» Your instructions
Count the lines of the material below that contain the string "facade", treating case as significant. Give only the number.

Entries from a point annotation set:
:::::

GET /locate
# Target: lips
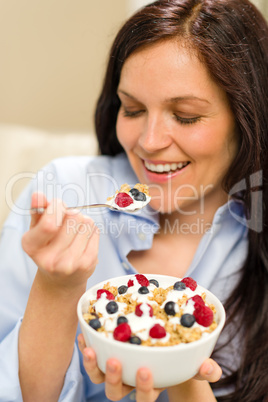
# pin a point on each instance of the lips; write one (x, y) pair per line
(165, 168)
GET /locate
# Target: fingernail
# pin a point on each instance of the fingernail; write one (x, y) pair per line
(111, 367)
(144, 375)
(87, 356)
(209, 369)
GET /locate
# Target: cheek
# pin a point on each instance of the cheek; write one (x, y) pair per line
(123, 133)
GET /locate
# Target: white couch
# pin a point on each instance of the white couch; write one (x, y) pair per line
(27, 149)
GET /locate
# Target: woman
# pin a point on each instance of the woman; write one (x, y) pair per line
(183, 109)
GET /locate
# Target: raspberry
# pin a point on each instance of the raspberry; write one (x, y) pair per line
(123, 200)
(197, 300)
(122, 332)
(143, 281)
(203, 315)
(190, 283)
(130, 283)
(157, 331)
(139, 312)
(109, 295)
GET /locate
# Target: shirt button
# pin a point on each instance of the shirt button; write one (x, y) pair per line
(125, 265)
(142, 236)
(132, 396)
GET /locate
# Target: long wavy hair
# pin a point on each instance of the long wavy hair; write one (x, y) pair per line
(231, 37)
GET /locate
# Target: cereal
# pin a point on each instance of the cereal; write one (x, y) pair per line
(159, 317)
(130, 199)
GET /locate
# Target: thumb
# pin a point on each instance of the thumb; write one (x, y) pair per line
(38, 201)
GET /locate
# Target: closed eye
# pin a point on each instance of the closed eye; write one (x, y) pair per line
(189, 120)
(134, 113)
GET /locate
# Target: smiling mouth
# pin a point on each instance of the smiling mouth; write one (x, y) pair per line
(165, 167)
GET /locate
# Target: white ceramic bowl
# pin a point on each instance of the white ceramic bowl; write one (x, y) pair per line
(170, 365)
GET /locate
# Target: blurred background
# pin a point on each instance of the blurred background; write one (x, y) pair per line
(53, 55)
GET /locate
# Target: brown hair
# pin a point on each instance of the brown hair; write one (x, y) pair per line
(231, 37)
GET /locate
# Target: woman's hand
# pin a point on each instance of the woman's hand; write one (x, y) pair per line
(63, 243)
(116, 390)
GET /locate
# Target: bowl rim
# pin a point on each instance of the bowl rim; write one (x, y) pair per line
(152, 349)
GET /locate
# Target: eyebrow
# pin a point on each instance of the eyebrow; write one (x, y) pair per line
(177, 99)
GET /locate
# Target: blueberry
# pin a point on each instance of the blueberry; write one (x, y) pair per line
(187, 320)
(154, 282)
(140, 196)
(95, 323)
(134, 191)
(112, 307)
(121, 320)
(179, 286)
(135, 340)
(143, 290)
(122, 289)
(170, 308)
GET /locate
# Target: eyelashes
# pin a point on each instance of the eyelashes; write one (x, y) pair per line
(184, 120)
(181, 120)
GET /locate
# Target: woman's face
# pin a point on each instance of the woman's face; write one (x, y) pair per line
(176, 127)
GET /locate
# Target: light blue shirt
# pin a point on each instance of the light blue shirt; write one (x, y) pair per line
(86, 180)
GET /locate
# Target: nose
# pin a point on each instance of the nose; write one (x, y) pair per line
(156, 133)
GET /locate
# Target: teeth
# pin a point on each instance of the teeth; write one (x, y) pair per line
(167, 167)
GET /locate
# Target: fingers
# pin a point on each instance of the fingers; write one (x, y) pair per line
(145, 391)
(114, 388)
(61, 240)
(38, 201)
(209, 371)
(90, 362)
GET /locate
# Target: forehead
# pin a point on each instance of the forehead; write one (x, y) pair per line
(170, 67)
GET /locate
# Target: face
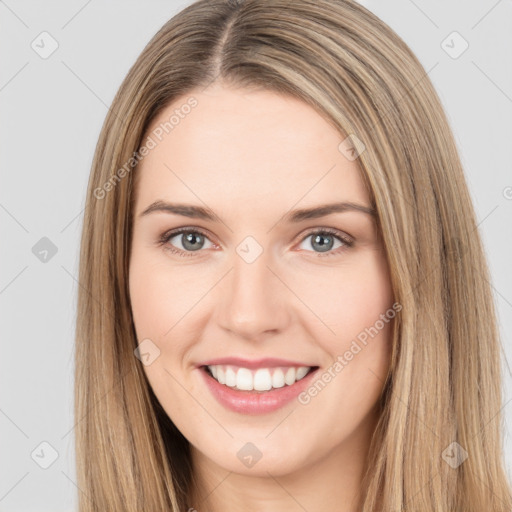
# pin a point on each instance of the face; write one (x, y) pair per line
(255, 291)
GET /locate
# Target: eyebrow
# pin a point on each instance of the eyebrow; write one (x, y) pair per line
(199, 212)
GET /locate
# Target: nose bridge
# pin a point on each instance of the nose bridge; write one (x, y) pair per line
(254, 299)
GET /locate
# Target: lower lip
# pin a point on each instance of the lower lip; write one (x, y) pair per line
(255, 402)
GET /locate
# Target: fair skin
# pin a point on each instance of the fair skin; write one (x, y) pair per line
(253, 157)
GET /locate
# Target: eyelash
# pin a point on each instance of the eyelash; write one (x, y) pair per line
(165, 237)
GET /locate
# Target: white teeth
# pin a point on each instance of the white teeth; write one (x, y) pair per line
(262, 379)
(301, 372)
(244, 379)
(290, 375)
(278, 378)
(230, 377)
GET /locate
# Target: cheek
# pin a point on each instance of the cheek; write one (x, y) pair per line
(349, 298)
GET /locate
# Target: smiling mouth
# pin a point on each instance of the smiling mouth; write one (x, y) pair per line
(262, 380)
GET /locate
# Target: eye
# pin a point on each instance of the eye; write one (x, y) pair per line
(189, 241)
(322, 240)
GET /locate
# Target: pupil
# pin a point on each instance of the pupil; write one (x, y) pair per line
(323, 247)
(190, 238)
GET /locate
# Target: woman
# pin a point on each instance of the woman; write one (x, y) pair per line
(285, 300)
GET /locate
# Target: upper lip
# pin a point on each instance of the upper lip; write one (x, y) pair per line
(266, 362)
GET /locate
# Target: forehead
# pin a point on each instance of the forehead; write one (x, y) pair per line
(237, 147)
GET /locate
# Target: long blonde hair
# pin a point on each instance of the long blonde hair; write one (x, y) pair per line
(445, 376)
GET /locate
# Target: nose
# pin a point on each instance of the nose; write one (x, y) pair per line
(253, 301)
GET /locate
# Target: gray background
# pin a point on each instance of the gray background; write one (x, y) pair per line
(52, 112)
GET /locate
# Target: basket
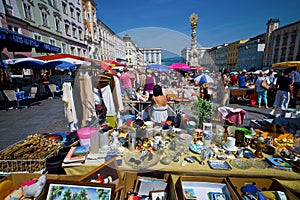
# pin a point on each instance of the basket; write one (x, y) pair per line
(12, 158)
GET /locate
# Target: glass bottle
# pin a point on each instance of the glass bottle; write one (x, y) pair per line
(95, 141)
(132, 140)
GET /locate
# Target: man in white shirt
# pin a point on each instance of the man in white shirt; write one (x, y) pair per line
(296, 85)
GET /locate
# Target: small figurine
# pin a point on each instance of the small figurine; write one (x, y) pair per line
(100, 178)
(259, 145)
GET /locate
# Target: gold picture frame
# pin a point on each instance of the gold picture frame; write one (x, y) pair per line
(108, 171)
(72, 189)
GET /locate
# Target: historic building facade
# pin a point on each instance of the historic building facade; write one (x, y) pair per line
(284, 44)
(251, 53)
(232, 54)
(151, 55)
(132, 51)
(221, 56)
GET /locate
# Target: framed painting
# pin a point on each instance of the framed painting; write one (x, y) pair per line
(107, 173)
(60, 189)
(158, 195)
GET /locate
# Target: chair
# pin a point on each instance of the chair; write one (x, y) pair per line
(4, 101)
(42, 92)
(32, 95)
(12, 97)
(53, 90)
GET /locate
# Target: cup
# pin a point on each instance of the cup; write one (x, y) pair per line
(207, 138)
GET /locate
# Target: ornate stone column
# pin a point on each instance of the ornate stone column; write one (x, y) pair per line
(194, 54)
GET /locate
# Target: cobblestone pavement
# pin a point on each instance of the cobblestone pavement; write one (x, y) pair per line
(48, 117)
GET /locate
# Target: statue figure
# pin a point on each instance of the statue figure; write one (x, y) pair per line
(194, 54)
(259, 145)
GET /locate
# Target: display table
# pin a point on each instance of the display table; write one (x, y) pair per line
(194, 169)
(292, 123)
(237, 91)
(232, 115)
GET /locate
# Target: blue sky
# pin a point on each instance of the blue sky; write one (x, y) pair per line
(220, 21)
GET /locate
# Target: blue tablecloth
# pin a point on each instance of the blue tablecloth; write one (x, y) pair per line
(20, 94)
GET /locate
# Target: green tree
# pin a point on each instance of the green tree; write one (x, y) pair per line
(203, 109)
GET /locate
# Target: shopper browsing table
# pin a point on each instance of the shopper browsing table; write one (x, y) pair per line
(159, 108)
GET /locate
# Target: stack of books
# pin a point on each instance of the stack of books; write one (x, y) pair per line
(76, 155)
(279, 163)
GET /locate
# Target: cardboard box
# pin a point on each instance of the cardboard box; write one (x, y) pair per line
(18, 178)
(262, 184)
(203, 180)
(130, 179)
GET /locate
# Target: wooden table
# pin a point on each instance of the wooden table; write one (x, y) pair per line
(194, 169)
(237, 91)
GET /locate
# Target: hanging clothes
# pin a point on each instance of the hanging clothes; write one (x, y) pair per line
(84, 99)
(69, 106)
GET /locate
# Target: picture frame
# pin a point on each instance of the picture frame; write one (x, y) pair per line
(158, 195)
(207, 127)
(108, 170)
(70, 189)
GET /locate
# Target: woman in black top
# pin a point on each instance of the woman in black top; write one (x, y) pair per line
(284, 93)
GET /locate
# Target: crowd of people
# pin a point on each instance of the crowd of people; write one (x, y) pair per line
(276, 89)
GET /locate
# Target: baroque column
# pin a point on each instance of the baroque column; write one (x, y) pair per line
(194, 54)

:::::

» Completed exercise
2